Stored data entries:
§ §
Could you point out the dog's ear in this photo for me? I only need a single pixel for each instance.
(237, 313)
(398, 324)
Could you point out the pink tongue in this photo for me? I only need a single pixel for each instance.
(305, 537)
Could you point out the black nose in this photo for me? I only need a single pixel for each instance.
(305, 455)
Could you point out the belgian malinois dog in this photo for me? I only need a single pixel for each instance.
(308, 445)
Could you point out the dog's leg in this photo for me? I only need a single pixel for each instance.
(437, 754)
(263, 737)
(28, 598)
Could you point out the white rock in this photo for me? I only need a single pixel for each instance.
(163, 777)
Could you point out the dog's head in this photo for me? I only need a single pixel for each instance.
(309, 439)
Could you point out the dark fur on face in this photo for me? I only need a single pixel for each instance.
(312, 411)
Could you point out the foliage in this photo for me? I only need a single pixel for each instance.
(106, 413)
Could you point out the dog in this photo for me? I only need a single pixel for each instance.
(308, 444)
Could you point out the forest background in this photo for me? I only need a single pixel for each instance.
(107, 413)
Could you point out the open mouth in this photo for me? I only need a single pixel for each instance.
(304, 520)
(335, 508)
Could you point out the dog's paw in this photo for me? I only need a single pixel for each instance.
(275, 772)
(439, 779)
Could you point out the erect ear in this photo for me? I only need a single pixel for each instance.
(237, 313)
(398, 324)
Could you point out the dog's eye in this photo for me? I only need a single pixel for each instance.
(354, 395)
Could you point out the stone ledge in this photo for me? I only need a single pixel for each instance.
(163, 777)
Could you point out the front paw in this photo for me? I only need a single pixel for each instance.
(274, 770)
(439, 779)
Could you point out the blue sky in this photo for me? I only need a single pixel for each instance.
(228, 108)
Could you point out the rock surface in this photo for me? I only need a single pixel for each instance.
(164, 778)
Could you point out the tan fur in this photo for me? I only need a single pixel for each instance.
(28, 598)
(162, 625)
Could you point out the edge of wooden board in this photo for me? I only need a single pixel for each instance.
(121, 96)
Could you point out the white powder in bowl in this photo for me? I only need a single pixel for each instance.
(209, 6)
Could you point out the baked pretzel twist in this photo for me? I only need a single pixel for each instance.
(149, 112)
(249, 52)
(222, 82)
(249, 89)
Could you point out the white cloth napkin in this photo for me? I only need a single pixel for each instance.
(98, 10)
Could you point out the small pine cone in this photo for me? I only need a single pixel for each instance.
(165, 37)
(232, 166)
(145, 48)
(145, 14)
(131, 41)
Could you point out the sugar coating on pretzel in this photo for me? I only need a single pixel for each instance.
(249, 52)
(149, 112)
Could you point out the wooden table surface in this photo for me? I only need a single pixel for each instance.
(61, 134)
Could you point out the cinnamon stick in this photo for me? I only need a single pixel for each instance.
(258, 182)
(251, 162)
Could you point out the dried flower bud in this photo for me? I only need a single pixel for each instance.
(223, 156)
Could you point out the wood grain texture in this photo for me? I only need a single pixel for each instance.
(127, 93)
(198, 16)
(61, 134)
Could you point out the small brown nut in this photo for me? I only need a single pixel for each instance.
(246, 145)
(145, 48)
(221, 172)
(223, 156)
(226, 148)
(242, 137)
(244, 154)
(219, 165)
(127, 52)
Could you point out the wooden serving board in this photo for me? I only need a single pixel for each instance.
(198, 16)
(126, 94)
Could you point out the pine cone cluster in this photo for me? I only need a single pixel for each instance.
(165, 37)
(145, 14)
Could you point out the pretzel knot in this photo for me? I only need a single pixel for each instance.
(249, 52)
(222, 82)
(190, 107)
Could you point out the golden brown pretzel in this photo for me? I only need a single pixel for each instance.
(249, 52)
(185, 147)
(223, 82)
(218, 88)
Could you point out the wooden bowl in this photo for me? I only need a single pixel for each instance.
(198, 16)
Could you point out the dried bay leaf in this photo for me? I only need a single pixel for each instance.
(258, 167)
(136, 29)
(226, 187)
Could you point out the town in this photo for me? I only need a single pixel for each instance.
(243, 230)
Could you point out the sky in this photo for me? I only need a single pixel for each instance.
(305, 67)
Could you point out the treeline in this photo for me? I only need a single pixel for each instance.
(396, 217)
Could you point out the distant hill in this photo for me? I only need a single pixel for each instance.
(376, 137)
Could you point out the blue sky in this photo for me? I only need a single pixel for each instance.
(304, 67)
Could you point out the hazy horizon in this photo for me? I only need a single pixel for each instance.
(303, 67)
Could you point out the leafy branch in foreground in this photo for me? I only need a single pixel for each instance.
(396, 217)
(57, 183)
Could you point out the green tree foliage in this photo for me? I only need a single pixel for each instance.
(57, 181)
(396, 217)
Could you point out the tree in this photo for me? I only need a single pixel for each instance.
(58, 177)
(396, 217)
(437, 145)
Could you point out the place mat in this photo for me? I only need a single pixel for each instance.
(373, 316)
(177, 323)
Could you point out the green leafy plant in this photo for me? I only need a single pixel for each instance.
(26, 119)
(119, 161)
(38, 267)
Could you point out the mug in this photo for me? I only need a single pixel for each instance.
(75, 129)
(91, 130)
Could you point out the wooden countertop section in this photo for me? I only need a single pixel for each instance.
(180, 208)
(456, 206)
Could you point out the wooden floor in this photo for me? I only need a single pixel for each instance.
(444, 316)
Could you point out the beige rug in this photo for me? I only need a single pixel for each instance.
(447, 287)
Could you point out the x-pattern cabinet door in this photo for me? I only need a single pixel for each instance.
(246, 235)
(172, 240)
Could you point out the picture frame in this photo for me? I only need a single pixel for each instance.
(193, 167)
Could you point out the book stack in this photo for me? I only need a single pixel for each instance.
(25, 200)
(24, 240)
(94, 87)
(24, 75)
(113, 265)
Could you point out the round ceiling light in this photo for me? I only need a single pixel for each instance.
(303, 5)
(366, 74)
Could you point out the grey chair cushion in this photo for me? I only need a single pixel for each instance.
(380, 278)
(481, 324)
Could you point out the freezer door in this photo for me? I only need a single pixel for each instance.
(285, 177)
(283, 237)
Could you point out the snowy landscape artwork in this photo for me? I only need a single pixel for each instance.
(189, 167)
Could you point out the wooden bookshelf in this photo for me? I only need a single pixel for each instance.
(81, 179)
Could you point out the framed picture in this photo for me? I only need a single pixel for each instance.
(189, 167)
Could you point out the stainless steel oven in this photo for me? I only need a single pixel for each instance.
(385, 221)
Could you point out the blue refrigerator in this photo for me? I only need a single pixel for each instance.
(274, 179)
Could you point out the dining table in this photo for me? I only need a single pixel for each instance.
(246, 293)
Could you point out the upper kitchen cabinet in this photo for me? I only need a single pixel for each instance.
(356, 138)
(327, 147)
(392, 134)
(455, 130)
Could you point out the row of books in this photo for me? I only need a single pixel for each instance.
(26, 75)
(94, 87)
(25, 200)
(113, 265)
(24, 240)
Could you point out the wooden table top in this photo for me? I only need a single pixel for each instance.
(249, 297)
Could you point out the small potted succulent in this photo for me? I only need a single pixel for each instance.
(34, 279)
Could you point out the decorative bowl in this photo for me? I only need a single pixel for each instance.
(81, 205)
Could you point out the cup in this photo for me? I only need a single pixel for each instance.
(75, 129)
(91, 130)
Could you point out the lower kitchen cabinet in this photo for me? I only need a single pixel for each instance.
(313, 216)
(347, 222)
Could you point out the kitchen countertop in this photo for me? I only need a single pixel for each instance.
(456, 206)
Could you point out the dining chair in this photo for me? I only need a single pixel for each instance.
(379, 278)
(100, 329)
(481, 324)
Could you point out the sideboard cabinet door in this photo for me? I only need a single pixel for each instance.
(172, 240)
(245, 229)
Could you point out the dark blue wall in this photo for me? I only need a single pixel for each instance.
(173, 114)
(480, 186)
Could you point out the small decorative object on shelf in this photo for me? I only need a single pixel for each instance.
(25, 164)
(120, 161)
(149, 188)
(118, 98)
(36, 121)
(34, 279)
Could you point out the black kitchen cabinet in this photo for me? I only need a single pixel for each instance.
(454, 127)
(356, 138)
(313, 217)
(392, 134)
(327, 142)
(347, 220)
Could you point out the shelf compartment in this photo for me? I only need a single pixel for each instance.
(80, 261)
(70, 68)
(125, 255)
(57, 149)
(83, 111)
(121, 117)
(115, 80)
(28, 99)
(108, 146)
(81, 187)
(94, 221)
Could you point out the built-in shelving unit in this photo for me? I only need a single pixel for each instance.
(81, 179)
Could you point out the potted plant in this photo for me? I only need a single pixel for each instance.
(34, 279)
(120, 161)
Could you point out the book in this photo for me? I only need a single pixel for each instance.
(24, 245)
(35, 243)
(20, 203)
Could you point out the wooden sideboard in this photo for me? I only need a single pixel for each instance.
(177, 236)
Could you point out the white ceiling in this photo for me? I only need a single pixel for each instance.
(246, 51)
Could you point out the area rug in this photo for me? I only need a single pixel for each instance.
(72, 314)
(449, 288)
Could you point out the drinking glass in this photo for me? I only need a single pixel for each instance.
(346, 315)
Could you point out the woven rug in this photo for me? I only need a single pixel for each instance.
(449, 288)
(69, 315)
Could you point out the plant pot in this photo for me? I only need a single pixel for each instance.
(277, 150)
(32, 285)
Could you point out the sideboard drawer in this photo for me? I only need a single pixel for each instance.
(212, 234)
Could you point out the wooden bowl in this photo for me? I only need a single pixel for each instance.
§ §
# [REQUIRED WORK]
Repeat, word for word, every line from the line that contains "Could you point out the white ceiling" to the end of the entries; include both of those lines and no others.

# [WRITTEN SOLUTION]
Could you point out the white ceiling in this photo for me? I only need a single pixel for each instance.
(246, 51)
Could you point out the area rug in this photo for me? I only need a single pixel for each instance.
(72, 314)
(449, 288)
Could you point out the drinking glass in this photo for me? I only need a single pixel for each instance.
(346, 315)
Could you point out the woven rug in this photo for me? I only need a single pixel for each instance.
(449, 288)
(69, 315)
Could you point out the plant pot in this photo for me? I only need a single pixel for each instance.
(277, 150)
(32, 285)
Could you point out the sideboard drawer in this photo for me? I only need a single pixel for each instance.
(212, 234)
Could you point out the wooden bowl in this photo for me? I only need a single pixel for each instance.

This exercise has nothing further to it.